→ **TEXTO CITADO**:
----

Por exemplo, não é a necessidade que define meu chamado, gente. Necessidade é igual lavar louça: você lava a louça assim, ó, quando você vira pra cá tem outra pilha aqui, aí você lava aqui, aparece outra pilha aqui, o trem não acaba nunca. Se o meu salário fosse igual lavar louça, eu tava rico, é ou não é? Porque tem louça o tempo todo. De onde sai tanta louça? Eu nem sabia que minha casa tinha tanta louça assim, é ou não é? Então, a necessidade não define o nosso chamado. Meu pai sempre dizia: "Meu filho, amanhã, se eu morrer, na porta daqui de casa não vai ter ninguém querendo casar com a sua mãe, nem querendo ser seu pai." A minha mãe: "Como é que é?" "É, não vai ter mesmo não." Mas na porta da igreja vai ter um montão de gente com currículo. O que ele quer dizer? Eu não posso transferir a minha responsabilidade paterna, eu sou seu pai, eu tenho que cuidar de você, disso aqui. Ou seja, as necessidades sempre vão haver, mas nós não somos chamados a responder às necessidades no geral; Deus nos chama a, no meio daquelas necessidades, se ocupar dessa, se ocupar dessa.

----

→ **LINHAS EXTRAÍDAS**:
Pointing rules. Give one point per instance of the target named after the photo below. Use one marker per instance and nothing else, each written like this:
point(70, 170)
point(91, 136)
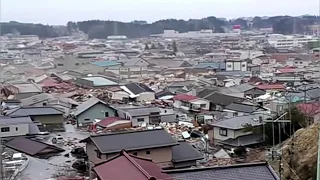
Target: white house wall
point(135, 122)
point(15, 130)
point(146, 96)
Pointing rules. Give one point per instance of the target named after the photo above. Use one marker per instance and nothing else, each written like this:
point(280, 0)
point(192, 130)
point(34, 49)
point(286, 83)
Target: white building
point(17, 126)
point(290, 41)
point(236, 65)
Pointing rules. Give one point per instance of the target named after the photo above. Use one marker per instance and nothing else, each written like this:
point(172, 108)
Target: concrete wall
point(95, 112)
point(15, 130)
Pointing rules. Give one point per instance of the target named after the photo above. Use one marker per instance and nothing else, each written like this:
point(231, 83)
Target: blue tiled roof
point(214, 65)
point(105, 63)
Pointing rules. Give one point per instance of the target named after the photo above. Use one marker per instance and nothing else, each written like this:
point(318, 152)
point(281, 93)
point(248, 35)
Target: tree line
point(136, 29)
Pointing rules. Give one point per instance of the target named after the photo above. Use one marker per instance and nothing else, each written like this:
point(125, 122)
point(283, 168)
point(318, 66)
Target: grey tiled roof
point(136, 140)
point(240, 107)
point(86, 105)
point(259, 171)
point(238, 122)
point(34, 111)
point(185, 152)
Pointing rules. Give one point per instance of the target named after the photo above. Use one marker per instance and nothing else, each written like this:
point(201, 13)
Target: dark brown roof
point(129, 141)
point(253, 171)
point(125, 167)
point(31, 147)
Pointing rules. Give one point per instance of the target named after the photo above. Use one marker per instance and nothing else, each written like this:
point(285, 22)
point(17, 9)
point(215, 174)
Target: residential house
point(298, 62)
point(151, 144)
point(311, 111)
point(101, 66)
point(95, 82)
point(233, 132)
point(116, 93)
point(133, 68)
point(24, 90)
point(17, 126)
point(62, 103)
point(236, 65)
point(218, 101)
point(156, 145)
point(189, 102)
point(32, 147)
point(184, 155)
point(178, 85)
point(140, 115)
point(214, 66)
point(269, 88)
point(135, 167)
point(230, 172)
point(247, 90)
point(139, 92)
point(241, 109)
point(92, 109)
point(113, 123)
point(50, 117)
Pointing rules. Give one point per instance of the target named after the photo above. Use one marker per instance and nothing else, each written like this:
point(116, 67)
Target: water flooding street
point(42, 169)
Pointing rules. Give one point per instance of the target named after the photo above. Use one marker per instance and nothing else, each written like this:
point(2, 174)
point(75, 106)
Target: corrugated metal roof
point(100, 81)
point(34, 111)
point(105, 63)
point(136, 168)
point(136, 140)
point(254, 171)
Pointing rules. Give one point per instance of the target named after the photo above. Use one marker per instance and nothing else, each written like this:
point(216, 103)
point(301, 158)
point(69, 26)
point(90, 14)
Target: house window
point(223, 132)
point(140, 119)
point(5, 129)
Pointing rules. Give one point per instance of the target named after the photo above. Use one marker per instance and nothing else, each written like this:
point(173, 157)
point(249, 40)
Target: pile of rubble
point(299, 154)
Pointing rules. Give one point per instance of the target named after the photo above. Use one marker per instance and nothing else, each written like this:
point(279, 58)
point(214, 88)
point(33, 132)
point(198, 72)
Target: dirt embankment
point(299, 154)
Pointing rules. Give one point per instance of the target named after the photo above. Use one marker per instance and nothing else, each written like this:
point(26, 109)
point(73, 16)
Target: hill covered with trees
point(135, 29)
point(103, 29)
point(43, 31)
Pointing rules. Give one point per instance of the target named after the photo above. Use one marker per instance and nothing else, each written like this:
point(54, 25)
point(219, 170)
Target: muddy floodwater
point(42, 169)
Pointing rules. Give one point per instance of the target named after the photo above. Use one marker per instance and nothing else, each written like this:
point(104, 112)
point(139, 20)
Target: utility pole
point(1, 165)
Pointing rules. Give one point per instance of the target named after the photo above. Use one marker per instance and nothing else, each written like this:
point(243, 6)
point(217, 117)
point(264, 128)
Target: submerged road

----

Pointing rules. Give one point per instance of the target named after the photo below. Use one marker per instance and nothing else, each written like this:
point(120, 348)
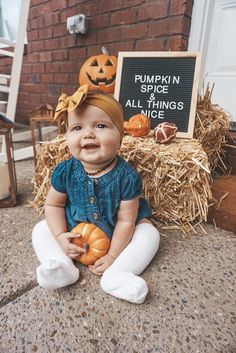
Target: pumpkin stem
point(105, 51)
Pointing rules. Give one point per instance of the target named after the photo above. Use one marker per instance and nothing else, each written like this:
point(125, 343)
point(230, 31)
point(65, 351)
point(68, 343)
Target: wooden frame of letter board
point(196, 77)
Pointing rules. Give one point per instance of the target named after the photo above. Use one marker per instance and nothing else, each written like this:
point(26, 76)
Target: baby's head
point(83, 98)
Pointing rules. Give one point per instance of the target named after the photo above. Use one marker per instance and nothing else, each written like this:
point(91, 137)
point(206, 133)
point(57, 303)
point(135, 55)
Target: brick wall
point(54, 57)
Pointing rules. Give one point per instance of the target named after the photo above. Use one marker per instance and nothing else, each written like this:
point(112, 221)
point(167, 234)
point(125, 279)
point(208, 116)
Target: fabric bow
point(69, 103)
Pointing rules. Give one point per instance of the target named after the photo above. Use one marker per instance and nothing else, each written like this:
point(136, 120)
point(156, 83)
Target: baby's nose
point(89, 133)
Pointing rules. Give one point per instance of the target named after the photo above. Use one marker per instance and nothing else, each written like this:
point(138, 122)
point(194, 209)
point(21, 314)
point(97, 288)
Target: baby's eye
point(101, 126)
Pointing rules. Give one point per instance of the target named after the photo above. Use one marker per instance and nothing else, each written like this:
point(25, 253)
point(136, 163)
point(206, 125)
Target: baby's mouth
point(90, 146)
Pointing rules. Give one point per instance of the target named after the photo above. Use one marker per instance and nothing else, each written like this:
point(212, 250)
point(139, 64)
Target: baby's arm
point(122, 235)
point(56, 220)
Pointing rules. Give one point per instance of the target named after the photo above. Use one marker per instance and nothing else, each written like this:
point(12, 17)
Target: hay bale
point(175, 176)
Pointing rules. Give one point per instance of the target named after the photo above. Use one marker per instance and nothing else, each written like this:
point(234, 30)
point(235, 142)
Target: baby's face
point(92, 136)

----

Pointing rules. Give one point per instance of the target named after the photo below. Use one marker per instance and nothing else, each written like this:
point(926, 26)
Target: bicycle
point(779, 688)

----

→ **TAREFA PROPOSTA 1**:
No texto citado, a necessidade é comparada a qual tarefa doméstica?
→ **TAREFA PROPOSTA 2**:
Dê sequência ao texto sobre chamado e necessidade, começando logo após a última frase.

→ **RESULTADO DA TAREFA 1**:
A lavar louça, que nunca acaba.

→ **RESULTADO DA TAREFA 2**:
Jesus não veio à América Latina pra evangelizar, ele limitou o seu ministério na Terra por um tempo e uma região específica. Ele não teve que pegar nenhum barco pra vir pra Europa fazer isso. Os seus discípulos fizeram, mas ele não. O chamado dele é específico. Então, uma forma de evitar a loucura é a gente não usar a necessidade como critério, porque elas sempre só crescem: você lava dez pratos, aparece vinte; você faz isso aqui, aparece mais, sempre mais, mais, mais, nunca tem, não tem limite esse negócio. Então, é uma pista falsa tentar estabelecer as necessidades como fonte de prioridade pro ministério.
Eu diria que a prioridade, no meio das muitas necessidades, advém desse discernimento de oração, do tempo de silêncio e do aconselhamento com irmãos maiores e os mais experientes. Nessa semana, por exemplo, eu me sentei com os outros pastores da igreja, frente a uma decisão. Eu falei: "Frente a isso, eu orei, me separei um tempo para discernir; em oração, eu discerni essas coisas, por essas realidades. O que é que vocês acham disso?" Eles oraram comigo e disseram: "Faz sentido o que você tá decidindo." Então, pra mim, as três formas de discernir, no meio das necessidades, ao que Deus me chama, é a oração, o tempo de discernimento — a palavra, oração, jejum — e o conselho de irmãos maiores, que me ajudam a focar.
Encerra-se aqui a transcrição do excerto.